* **Consignes**
[A] Dans l'article sur les livreurs chinois, reprenez tout le passage allant de « C’est une petite » jusqu'à « de leurs employés. », en substituant « entreprises » à « plateformes ».
[B] Rédigez la suite de l'article sur l'accès des livreurs chinois à la sécurité sociale, à partir de l'endroit où il s'arrête.

* **Texte proposé**
--- --- ---

En Chine, plusieurs millions de livreurs auront désormais accès à la sécurité sociale

C’est une petite révolution pour une profession dont on connaît les conditions de travail très difficiles dans les grandes villes chinoises. Plusieurs plateformes qui emploient ces livreurs ont annoncé qu’elles vont désormais payer les cotisations sociales pour certains de leurs employés.

Article rédigé par Sébastien Berriot
Radio France
Publié Mis à jour
Temps de lecture : 3min
Des livreurs en attente de commandes dans une rue de Pékin (Chine) en septembre 2024 (WANG ZHAO / AFP)
Des livreurs en attente de commandes dans une rue de Pékin (Chine) en septembre 2024 (WANG ZHAO / AFP)

--- --- ---

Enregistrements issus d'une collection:
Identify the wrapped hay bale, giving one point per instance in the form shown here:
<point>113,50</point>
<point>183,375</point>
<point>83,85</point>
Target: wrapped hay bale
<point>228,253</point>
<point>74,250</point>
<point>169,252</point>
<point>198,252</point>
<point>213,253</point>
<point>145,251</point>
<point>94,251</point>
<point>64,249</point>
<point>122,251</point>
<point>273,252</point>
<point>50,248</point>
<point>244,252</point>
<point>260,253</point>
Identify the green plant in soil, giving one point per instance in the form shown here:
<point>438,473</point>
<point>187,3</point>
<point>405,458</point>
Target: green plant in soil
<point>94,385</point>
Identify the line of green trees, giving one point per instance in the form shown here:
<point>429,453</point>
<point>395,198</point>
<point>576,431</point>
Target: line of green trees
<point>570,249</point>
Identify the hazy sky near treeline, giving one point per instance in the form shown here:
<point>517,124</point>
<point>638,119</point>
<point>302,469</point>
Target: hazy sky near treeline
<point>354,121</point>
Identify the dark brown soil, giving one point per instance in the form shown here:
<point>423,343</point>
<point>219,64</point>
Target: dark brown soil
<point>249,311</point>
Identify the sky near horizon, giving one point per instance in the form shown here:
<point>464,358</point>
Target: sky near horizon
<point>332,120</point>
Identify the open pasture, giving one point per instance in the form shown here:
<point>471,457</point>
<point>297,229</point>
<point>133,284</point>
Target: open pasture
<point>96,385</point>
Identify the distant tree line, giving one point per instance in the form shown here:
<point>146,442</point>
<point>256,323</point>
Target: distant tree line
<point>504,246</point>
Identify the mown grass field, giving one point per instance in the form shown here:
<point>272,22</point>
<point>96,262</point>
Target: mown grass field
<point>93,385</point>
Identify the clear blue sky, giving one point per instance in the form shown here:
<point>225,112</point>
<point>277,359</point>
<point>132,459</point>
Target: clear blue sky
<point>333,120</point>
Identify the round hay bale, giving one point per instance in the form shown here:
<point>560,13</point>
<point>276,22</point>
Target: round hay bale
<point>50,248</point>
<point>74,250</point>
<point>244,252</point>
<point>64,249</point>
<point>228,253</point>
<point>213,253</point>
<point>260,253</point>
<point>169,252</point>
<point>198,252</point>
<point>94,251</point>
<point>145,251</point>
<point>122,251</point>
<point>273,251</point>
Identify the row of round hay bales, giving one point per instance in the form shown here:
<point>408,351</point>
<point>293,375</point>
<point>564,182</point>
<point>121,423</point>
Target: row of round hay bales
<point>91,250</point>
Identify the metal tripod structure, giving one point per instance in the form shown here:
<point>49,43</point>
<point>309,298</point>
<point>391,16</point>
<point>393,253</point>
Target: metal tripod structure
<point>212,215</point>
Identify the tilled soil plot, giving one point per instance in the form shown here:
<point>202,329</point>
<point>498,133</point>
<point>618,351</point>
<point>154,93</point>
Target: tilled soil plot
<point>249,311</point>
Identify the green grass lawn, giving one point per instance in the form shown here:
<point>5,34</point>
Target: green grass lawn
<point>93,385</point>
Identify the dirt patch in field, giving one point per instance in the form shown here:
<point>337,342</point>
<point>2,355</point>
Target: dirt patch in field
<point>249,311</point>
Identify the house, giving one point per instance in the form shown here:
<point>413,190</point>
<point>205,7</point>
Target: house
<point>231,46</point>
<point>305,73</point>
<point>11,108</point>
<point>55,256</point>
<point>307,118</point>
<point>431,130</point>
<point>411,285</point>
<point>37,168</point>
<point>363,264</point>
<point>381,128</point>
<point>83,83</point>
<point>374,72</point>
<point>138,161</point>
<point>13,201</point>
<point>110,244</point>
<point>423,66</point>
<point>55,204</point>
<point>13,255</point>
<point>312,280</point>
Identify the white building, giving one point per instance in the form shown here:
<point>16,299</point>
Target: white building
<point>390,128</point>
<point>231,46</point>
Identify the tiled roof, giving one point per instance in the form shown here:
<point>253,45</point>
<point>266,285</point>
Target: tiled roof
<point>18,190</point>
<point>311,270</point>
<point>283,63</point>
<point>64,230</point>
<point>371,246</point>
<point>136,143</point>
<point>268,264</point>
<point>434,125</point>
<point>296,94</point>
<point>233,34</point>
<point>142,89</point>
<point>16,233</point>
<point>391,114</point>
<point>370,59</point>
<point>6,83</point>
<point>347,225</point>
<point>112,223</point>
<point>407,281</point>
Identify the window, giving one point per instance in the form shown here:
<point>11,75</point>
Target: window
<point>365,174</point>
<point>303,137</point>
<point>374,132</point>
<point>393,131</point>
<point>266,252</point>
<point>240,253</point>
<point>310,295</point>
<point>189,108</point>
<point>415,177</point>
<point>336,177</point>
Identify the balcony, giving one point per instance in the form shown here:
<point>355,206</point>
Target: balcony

--- --- ---

* **Corrigé de l'exercice**
[A]
C’est une petite révolution pour une profession dont on connaît les conditions de travail très difficiles dans les grandes villes chinoises. Plusieurs entreprises qui emploient ces livreurs ont annoncé qu’elles vont désormais payer les cotisations sociales pour certains de leurs employés.

[B]
Les livreurs pour les Chinois, c’est une véritable institution, beaucoup plus qu'en France. Ils ont une place centrale dans la vie quotidienne en Chine, où presque tout se fait livrer à domicile. Chaque minute, 56 000 repas et produits alimentaires sont livrés dans le pays, et pour réaliser ce travail ce sont plus de dix millions de livreurs qui parcourent nuit et jour les grandes villes chinoises sur leurs scooters électriques.

Les conditions de travail sont très dures, le manque de sommeil notamment : devant les restaurants, on voit ces livreurs dormir sur leurs véhicules en attendant les commandes. Ces hommes et femmes sont des travailleurs migrants, c’est-à-dire des Chinois des campagnes qui viennent travailler dans les grandes villes. Ce qui signifie que sur leur lieu de travail, à Pékin, Canton ou Shanghai, ils n’ont pas accès à la sécurité sociale et ne peuvent pas donc être pris en charge en cas de maladie. Parce qu’en Chine, vous cotisez dans votre région d’origine et vous devez y retourner pour vous faire soigner.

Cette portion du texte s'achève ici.